#### [WHAT NEEDS TO BE DONE]
Reproduce every entry exactly.

(Pointing dataset records)
<<<<
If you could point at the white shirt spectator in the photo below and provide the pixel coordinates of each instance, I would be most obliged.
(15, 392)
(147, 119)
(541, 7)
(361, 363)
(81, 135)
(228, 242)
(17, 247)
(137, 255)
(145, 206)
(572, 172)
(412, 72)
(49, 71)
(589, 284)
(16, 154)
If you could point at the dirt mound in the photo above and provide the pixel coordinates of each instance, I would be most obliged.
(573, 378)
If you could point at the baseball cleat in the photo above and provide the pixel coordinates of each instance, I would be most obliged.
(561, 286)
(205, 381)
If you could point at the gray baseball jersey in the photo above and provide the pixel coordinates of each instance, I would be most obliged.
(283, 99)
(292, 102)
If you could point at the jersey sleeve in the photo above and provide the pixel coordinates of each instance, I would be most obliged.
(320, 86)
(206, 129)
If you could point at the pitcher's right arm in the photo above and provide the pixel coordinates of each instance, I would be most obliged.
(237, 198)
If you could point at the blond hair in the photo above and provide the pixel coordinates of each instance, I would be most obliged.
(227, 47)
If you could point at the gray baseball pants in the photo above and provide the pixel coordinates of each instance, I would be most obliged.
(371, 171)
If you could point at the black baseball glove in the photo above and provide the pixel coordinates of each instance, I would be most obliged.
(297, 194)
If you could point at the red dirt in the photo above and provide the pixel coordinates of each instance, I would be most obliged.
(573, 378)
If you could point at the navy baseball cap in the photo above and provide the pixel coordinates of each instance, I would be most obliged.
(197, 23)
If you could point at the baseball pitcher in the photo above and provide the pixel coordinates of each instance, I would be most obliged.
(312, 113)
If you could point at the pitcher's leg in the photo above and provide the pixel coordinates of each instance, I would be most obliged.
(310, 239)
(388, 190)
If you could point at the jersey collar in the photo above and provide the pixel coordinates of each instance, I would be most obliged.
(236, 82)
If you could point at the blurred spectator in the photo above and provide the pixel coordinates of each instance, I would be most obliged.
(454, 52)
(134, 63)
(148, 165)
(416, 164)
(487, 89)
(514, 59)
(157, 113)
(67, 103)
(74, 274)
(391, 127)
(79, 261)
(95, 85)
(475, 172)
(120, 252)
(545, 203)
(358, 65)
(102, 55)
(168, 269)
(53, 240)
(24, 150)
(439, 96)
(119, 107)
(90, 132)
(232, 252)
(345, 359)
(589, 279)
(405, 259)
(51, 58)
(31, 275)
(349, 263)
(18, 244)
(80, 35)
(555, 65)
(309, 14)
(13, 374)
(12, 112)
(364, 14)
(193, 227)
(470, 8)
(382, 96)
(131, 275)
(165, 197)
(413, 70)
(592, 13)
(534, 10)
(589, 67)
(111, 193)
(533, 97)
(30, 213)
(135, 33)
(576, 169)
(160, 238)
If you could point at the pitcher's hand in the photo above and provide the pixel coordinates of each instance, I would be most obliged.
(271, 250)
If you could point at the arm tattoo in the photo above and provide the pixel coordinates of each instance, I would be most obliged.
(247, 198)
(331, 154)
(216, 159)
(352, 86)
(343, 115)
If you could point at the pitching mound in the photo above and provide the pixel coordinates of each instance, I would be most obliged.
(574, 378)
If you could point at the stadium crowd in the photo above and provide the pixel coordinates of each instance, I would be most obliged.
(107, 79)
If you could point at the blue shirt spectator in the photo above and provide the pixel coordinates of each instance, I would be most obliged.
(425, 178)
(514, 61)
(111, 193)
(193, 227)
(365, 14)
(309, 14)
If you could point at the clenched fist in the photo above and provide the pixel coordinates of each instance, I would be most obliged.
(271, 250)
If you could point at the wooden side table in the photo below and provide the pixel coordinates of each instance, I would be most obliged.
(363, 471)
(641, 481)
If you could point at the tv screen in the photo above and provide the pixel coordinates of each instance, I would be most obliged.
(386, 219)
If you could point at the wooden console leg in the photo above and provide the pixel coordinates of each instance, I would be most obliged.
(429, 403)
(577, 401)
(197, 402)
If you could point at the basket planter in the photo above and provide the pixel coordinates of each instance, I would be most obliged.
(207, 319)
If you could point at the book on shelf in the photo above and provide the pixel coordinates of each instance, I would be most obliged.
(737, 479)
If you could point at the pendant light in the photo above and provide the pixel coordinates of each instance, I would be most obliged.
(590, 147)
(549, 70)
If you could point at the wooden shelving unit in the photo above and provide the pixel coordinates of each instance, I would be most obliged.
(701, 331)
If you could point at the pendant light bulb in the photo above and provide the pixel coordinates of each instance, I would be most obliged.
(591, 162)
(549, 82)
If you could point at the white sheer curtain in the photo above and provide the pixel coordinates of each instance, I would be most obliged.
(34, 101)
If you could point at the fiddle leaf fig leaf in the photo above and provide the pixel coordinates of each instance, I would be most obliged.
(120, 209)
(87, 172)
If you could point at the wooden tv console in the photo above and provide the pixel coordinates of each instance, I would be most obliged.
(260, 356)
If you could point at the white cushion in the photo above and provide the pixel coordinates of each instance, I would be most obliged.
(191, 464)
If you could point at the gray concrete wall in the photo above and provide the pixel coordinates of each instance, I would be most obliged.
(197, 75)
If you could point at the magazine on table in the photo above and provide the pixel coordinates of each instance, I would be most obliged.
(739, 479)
>>>>
#### [RESULT OF THE TASK]
If you could point at the white shirt spectator in the photo below and provide the pixel coordinates of each instance, I would be most obliged.
(15, 392)
(147, 119)
(541, 7)
(361, 363)
(81, 135)
(228, 242)
(17, 247)
(137, 255)
(145, 206)
(572, 172)
(412, 72)
(49, 71)
(589, 284)
(16, 154)
If you could point at the dirt mound in the photo above and provide the pixel coordinates of each instance, I would be most obliged.
(573, 378)
If you could point at the baseball cleat in the photo above and provide the pixel coordinates of each instance, I would be most obliged.
(561, 286)
(205, 381)
If you could point at the gray baseball jersey in the photo above and provide the pixel coordinates of each instance, I would be most obliged.
(283, 99)
(292, 102)
If you could point at the jersey sleeve in the photo above and provide the pixel coordinates of each instance, I would be most obliged.
(320, 86)
(206, 129)
If you could point at the pitcher's right arm in the photo above and provide the pixel coordinates of each instance, I would be most obliged.
(237, 198)
If you could point at the blond hair in the photo above and provide the pixel coordinates of each instance, I would be most obliged.
(227, 47)
If you could point at the gray baseball pants in the photo above and provide the pixel coordinates of each instance, I would be most obliged.
(371, 171)
If you could point at the black baseball glove in the photo above and provide the pixel coordinates of each instance, I would be most obliged.
(297, 194)
If you could point at the red dirt in the photo above and provide the pixel coordinates of each instance, I would be most obliged.
(573, 378)
If you could point at the navy baseball cap in the photo above and provide the pixel coordinates of each instance, I would be most obliged.
(197, 23)
If you could point at the baseball pitcher in the photo above and provide the pixel coordinates of each instance, I would be most obliged.
(312, 113)
If you could point at the pitcher's leg in the photo above and provide the pixel coordinates of each instance, I would be most obliged.
(310, 239)
(388, 190)
If you could point at the jersey collar in the photo above and provide the pixel coordinates of each instance, I would be most obliged.
(236, 82)
If you could point at the blurred spectator in the photo above and provide the pixel coordinates of each instance, I would be most obliged.
(454, 52)
(134, 63)
(148, 165)
(416, 164)
(487, 89)
(514, 59)
(157, 113)
(67, 103)
(74, 274)
(391, 127)
(79, 261)
(95, 85)
(475, 172)
(120, 252)
(545, 203)
(358, 65)
(102, 55)
(168, 269)
(53, 240)
(24, 150)
(439, 96)
(119, 107)
(90, 132)
(232, 252)
(345, 359)
(589, 279)
(405, 259)
(51, 58)
(31, 275)
(349, 263)
(18, 244)
(80, 35)
(555, 65)
(309, 14)
(13, 374)
(12, 112)
(364, 14)
(193, 227)
(470, 8)
(382, 96)
(131, 275)
(165, 197)
(413, 70)
(592, 13)
(534, 10)
(589, 67)
(111, 193)
(533, 97)
(30, 213)
(135, 33)
(576, 169)
(160, 238)
If you could point at the pitcher's hand in the photo above and provide the pixel coordinates of each instance, I would be most obliged.
(271, 250)
If you could point at the arm tattoo in the photo above and provide the pixel coordinates of each instance, I would be most obliged.
(247, 198)
(331, 154)
(216, 159)
(352, 86)
(343, 115)
If you could point at the pitching mound in the photo above and provide the pixel coordinates of each instance, I would be most obliged.
(574, 378)
If you could point at the stadium crowd in the photo above and provide the pixel coordinates of each instance, I would be most obliged.
(107, 79)
If you could point at the blue shirt spectator in the photo above and provide the pixel coordinates of each instance, I would be most obliged.
(425, 178)
(514, 61)
(111, 193)
(193, 227)
(365, 14)
(309, 14)
If you could point at the clenched fist in the photo above and provide the pixel coordinates of each instance, I would be most obliged.
(271, 250)
If you could point at the wooden side table in the photo below and provide the pixel coordinates of each instance, I would be most obliged.
(363, 471)
(641, 481)
If you could point at the tv screen in the photo above and provide the pixel coordinates of each instance, I would be most obliged.
(386, 219)
If you could point at the wooden console leg in the photo above and provide the pixel coordinates of each instance, I would be most obliged.
(429, 403)
(577, 401)
(197, 402)
If you could point at the basket planter in the photo above and provide the pixel coordinates of each instance, I would be most obliged.
(207, 319)
If you could point at the book on shelf in the photo above and provide the pixel coordinates of each instance, I would be most obliged.
(737, 479)
If you could point at the pendant light in the photo above and provide the pixel coordinates of each instance, I would be most obliged.
(590, 147)
(549, 70)
If you could point at the wooden shelving unit in the photo above and provide the pixel coordinates of each instance, I would be most obliged.
(701, 331)
If you could point at the pendant light bulb in the photo above and provide the pixel coordinates of each instance, I would be most obliged.
(591, 162)
(549, 82)
If you could point at the white sheer curtain in the photo above and provide the pixel coordinates of each instance, I would be most obliged.
(34, 101)
If you could point at the fiddle leaf fig leaf in the photo above and provide the pixel coordinates of each instance, I would be most obliged.
(120, 209)
(87, 172)
If you could point at the wooden tv console in the photo above and provide the pixel coordinates of each instance, I would be most obliged.
(260, 356)
If you could point at the white cushion in the photo above and provide the pixel coordinates of each instance, I would be most obliged.
(191, 464)
If you could point at the gray concrete wall in the photo above and provide the pixel coordinates of each instance, I would be most obliged.
(197, 75)
If you could point at the magazine on table in the photo above and provide the pixel coordinates of each instance, I would be most obliged.
(739, 479)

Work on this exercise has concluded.